_Data in this exercise_.
-- start --
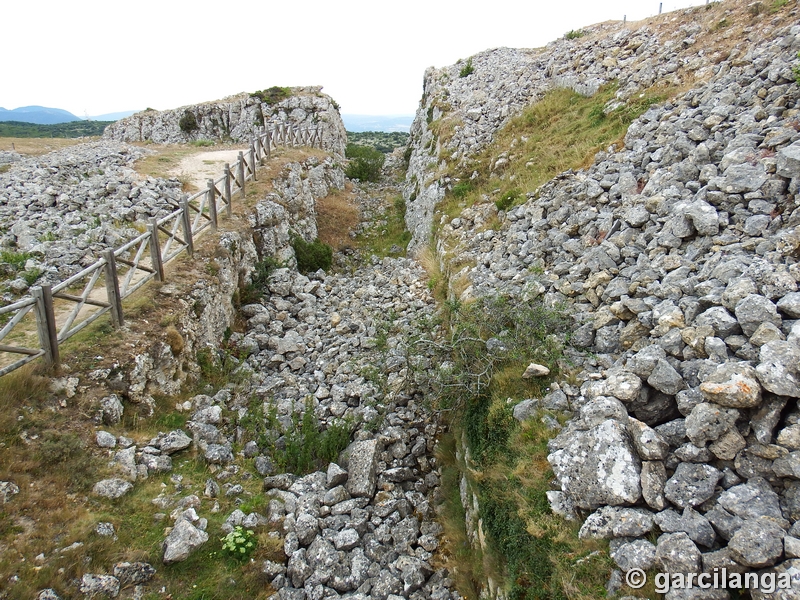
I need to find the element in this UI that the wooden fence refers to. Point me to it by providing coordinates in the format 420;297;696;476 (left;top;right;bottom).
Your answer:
0;123;322;377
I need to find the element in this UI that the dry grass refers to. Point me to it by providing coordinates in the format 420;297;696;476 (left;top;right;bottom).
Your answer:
316;182;359;251
0;137;100;156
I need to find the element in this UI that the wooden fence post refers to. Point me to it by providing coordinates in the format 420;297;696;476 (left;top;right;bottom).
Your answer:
103;250;125;327
206;179;217;231
148;217;164;281
181;198;194;258
223;163;233;217
250;140;256;181
31;284;61;370
238;151;244;198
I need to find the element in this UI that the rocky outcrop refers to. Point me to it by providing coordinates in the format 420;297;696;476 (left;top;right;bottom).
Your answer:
403;6;794;250
103;87;347;157
0;141;182;290
405;0;800;592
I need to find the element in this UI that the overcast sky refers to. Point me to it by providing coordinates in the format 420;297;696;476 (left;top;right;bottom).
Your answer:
0;0;706;117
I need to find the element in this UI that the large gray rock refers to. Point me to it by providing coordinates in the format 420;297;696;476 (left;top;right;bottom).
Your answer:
717;477;783;522
114;562;156;587
80;573;119;598
734;294;782;337
611;540;656;573
728;517;786;569
547;419;641;510
656;531;702;573
100;394;125;425
686;402;739;447
641;460;667;510
160;429;192;454
628;417;669;460
347;440;380;498
664;463;722;508
161;519;208;565
647;358;686;396
775;142;800;179
578;506;653;539
93;479;133;500
700;362;761;408
756;340;800;398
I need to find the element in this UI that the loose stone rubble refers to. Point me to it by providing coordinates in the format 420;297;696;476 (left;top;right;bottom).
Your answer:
103;86;347;158
406;4;800;598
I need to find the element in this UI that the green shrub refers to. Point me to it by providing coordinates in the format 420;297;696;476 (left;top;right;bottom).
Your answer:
178;110;200;133
268;396;353;475
495;190;520;210
345;144;386;181
292;236;332;273
453;181;474;200
238;256;285;306
219;525;258;561
250;85;292;105
792;52;800;85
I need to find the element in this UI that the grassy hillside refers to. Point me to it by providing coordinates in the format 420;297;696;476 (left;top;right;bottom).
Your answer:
347;131;408;154
0;121;113;138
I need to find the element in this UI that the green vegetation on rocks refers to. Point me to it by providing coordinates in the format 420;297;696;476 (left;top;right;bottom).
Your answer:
0;121;114;138
347;131;409;154
345;144;386;182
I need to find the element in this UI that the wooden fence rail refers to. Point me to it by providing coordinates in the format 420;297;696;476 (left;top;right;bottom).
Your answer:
0;123;322;377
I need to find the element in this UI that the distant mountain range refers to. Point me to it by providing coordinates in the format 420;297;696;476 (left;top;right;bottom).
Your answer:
342;115;414;133
0;106;138;125
0;106;414;133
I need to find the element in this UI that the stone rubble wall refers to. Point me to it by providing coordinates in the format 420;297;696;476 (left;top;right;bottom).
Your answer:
0;141;183;292
403;2;793;250
103;87;347;157
86;159;460;600
121;158;344;402
406;1;800;598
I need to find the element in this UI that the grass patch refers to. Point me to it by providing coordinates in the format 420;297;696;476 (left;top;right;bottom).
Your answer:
291;235;333;273
239;397;354;475
356;196;411;258
439;84;676;217
345;144;386;182
347;131;410;154
316;184;358;251
404;296;610;600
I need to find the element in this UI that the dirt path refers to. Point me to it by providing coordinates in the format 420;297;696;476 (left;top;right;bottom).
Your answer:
170;149;241;190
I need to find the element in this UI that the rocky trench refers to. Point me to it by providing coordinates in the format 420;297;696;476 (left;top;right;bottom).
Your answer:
415;11;800;598
29;151;459;600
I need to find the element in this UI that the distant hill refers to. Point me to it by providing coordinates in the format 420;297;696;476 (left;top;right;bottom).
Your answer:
0;119;113;138
89;110;139;121
0;106;139;125
342;115;414;133
0;106;81;125
347;131;409;154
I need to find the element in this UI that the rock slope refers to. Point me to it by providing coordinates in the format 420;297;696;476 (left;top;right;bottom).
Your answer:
406;3;800;598
103;87;347;157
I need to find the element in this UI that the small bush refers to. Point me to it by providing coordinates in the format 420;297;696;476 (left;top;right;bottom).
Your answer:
239;256;284;306
345;144;386;181
453;181;474;200
219;525;258;561
166;325;185;356
178;110;200;133
260;397;353;475
292;235;333;273
792;52;800;85
250;85;292;105
495;190;519;210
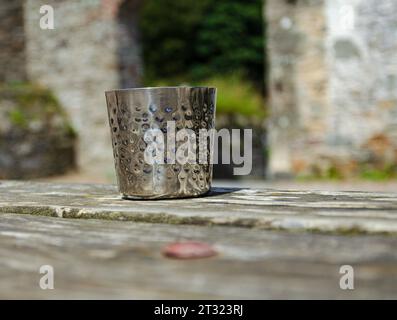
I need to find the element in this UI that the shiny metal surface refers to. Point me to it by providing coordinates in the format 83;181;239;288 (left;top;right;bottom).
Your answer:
105;87;216;199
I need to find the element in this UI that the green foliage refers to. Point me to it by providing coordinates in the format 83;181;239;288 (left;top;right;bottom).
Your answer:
145;74;266;120
204;75;265;118
139;0;210;82
139;0;264;88
9;109;28;128
193;0;265;88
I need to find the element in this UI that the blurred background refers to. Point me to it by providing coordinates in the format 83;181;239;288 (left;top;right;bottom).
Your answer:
0;0;397;191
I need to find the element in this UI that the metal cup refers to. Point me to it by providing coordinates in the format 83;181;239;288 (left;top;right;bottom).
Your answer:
105;86;216;199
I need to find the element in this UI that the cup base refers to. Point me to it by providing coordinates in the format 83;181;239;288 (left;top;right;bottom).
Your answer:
121;188;211;200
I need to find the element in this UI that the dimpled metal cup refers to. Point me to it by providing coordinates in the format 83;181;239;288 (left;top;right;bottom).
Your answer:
105;86;216;199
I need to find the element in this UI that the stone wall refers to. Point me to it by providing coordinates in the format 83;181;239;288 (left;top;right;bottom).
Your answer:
25;0;141;176
266;0;397;176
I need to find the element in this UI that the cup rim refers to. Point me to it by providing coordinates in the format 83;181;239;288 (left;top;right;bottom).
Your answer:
105;86;216;93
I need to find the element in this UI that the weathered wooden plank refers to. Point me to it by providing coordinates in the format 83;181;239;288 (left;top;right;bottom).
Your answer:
0;181;397;234
0;213;397;299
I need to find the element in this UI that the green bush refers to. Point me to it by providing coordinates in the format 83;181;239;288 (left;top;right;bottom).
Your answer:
192;0;265;88
139;0;264;90
139;0;210;83
205;75;265;118
147;74;266;120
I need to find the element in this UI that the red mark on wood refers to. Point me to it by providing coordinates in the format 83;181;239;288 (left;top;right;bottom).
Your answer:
163;241;217;259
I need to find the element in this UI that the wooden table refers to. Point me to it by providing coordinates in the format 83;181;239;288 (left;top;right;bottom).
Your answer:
0;181;397;299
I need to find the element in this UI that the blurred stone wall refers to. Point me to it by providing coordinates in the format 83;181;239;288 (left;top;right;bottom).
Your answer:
266;0;397;176
0;0;142;177
0;0;26;81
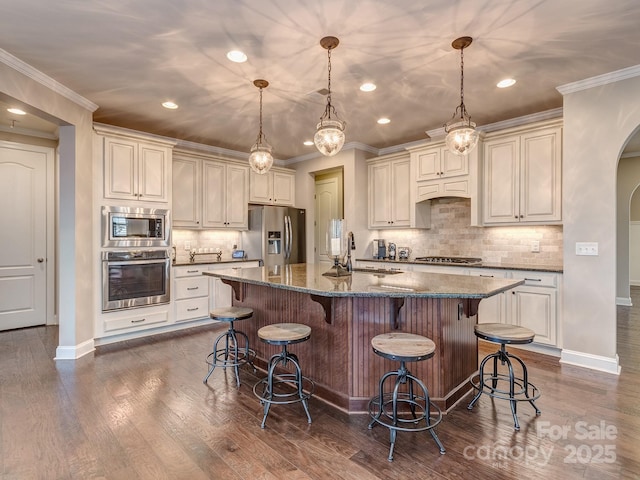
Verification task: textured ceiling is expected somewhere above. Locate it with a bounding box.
[0,0,640,159]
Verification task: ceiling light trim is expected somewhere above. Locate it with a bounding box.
[0,48,98,113]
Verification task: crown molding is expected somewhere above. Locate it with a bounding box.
[0,48,98,113]
[556,65,640,95]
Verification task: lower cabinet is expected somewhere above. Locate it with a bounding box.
[173,265,209,322]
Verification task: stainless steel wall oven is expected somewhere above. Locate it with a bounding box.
[102,250,171,312]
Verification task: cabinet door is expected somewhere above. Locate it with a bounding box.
[416,148,442,182]
[483,137,520,224]
[171,157,201,227]
[391,160,411,227]
[249,170,273,203]
[440,148,469,178]
[273,172,296,205]
[510,286,557,346]
[202,161,226,227]
[520,128,562,222]
[104,137,138,200]
[138,143,170,202]
[225,165,249,230]
[369,163,392,228]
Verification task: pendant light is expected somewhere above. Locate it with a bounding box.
[444,37,479,155]
[313,37,346,157]
[249,80,273,175]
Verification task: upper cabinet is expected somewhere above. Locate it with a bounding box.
[249,168,296,206]
[483,122,562,225]
[172,152,249,230]
[95,126,174,203]
[368,154,411,228]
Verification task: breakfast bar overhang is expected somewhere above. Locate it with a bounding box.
[204,264,522,413]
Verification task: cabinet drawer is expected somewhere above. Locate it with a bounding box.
[173,265,208,278]
[104,312,169,332]
[176,297,209,322]
[511,270,558,288]
[175,276,209,300]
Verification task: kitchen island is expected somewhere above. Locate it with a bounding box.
[204,264,522,413]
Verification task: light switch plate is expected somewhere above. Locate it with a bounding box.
[576,242,598,255]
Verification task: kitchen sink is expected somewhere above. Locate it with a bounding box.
[353,268,402,275]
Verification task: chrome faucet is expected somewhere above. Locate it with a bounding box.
[345,232,356,273]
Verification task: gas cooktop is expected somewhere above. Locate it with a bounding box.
[414,257,482,265]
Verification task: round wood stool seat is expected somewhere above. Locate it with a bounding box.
[253,323,315,428]
[202,307,256,388]
[369,332,445,462]
[209,307,253,322]
[467,323,541,430]
[258,323,311,345]
[371,332,436,362]
[473,323,536,344]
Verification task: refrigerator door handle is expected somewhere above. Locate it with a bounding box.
[284,215,291,259]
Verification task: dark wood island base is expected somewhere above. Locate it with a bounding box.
[223,280,479,413]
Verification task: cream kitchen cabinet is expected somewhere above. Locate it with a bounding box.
[508,270,561,346]
[368,154,412,229]
[173,265,209,322]
[172,152,249,230]
[94,126,174,203]
[482,122,562,225]
[249,169,296,206]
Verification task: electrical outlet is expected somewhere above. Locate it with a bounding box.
[576,242,598,255]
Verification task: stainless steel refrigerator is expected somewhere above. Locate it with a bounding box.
[242,205,306,267]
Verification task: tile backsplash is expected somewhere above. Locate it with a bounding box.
[378,198,562,265]
[171,228,240,262]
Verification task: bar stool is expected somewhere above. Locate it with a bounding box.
[253,323,315,428]
[369,332,445,462]
[202,307,256,388]
[467,323,541,430]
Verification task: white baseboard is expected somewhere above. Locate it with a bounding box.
[616,297,633,307]
[560,349,621,375]
[54,338,96,360]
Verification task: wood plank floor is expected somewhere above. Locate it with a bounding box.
[0,289,640,480]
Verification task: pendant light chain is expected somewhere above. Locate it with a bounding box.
[327,48,333,120]
[460,48,466,119]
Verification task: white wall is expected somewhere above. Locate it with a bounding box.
[0,55,98,358]
[561,73,640,372]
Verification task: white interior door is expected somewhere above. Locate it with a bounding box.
[0,142,53,330]
[314,171,344,262]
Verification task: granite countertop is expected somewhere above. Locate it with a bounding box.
[171,253,261,267]
[356,258,563,273]
[203,263,523,298]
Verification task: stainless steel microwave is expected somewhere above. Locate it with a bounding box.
[102,207,171,247]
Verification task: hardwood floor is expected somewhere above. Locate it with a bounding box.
[0,289,640,480]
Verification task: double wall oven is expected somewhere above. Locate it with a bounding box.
[102,207,171,312]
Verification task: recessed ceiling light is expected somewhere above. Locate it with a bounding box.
[496,78,516,88]
[360,82,377,92]
[227,50,247,63]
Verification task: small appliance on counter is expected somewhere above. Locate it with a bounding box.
[372,238,387,260]
[398,247,411,260]
[389,243,396,260]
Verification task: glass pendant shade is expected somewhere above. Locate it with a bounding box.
[249,79,273,175]
[313,119,344,157]
[445,121,480,155]
[444,37,480,155]
[249,142,273,175]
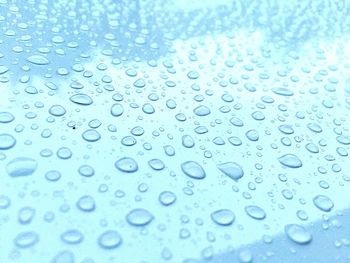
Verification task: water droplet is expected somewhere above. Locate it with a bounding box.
-- end --
Copy the lines from the one containing "the distant hill" up to and including the one containing "193;0;265;88", reproducing each unchanged. Leave out the pictures.

I need to find the element in this UI that the distant hill refers to. Point me to it by providing coordinates in the format 420;297;696;476 (left;top;right;bottom).
Your answer:
0;119;113;138
89;110;139;121
0;106;139;125
342;115;414;133
0;106;81;125
347;131;409;154
I need to find the element in this UI that the rock slope refers to. Point me to it by providing coordinates in the format 420;297;696;476 (left;top;right;bottom).
Your answer:
406;3;800;598
103;87;347;157
I need to find the element in this UI that the small bush refers to. Point me to it by providing coordinates in the format 420;297;696;476 (left;top;right;bottom).
Your answer:
239;256;284;306
345;144;386;181
453;181;474;200
219;525;258;561
166;325;185;356
178;110;200;133
260;397;353;475
292;235;333;273
792;52;800;85
250;85;292;105
495;190;519;210
I need to find the element in this UI that the shiny metal surface refers to. Point me to it by providing coordinates in the format 83;181;239;288 (left;top;right;bottom).
Your answer:
105;87;216;199
I need to find the element in this UI that the green foliage refers to. Point me to it by providing coordinates in the format 83;181;239;288 (left;top;right;bottom).
Your answer:
145;74;266;120
204;75;265;118
139;0;210;82
139;0;264;88
9;109;28;128
193;0;265;88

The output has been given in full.